**ИСХОДНЫЙ ТЕКСТ:**
- - - - -

Варенька, подружившись с Кити, обещает приехать к ней, когда та выйдет замуж, и, исполняя свое обещание, посещает ее в имении Левина. Там же гостит Сергей Иванович Кознышев, человек, по типу близкий Вареньке, – «духовный», как отзывается о нем Левин, или «головной». Между ними возникает симпатия, и все надеются на то, что Кознышев объяснится с ней. Нам же важно то, что для этого объяснения Толстой отправляет Кознышева и Вареньку собирать грибы.
«Чувство радости от близости к ней все усиливаясь, дошло до того, что, подавая ей в ее корзинку найденный им огромный на тонком корне (вспомним большую голову на тонком теле Вареньки) с завернувшимися краями березовый гриб (вспомним отогнутые края шляпы «грибом»), он взглянул ей в глаза и, заметив краску радостного и испуганного волнения, покрывшую ее лицо, сам смутился и улыбнулся ей молча такою улыбкой, которая слишком много говорила».

- - - - -

**ЗАДАНИЕ:** Выпишите без изменений фрагмент исходного текста, который начинается со слов «Варенька, подружившись с» и заканчивается словами «Вареньку собирать грибы.». Материал ниже здесь не нужен.

- - - - -

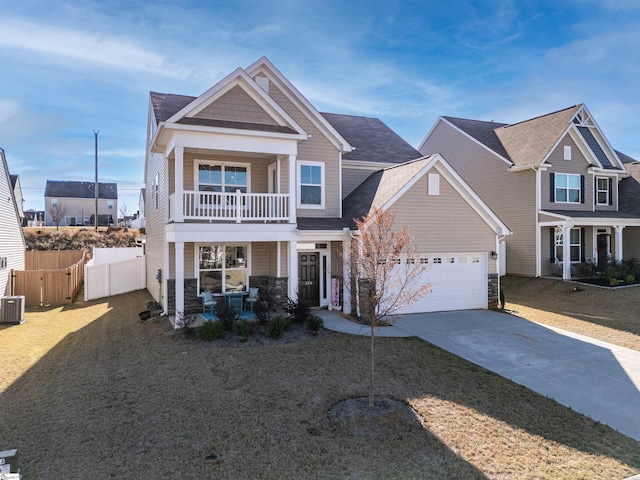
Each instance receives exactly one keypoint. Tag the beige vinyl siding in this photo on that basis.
(155, 247)
(443, 223)
(577, 166)
(236, 106)
(316, 149)
(12, 243)
(352, 177)
(511, 195)
(631, 242)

- - - - -

**ПИСЬМЕННЫЙ ОТВЕТ:**
Варенька, подружившись с Кити, обещает приехать к ней, когда та выйдет замуж, и, исполняя свое обещание, посещает ее в имении Левина. Там же гостит Сергей Иванович Кознышев, человек, по типу близкий Вареньке, – «духовный», как отзывается о нем Левин, или «головной». Между ними возникает симпатия, и все надеются на то, что Кознышев объяснится с ней. Нам же важно то, что для этого объяснения Толстой отправляет Кознышева и Вареньку собирать грибы.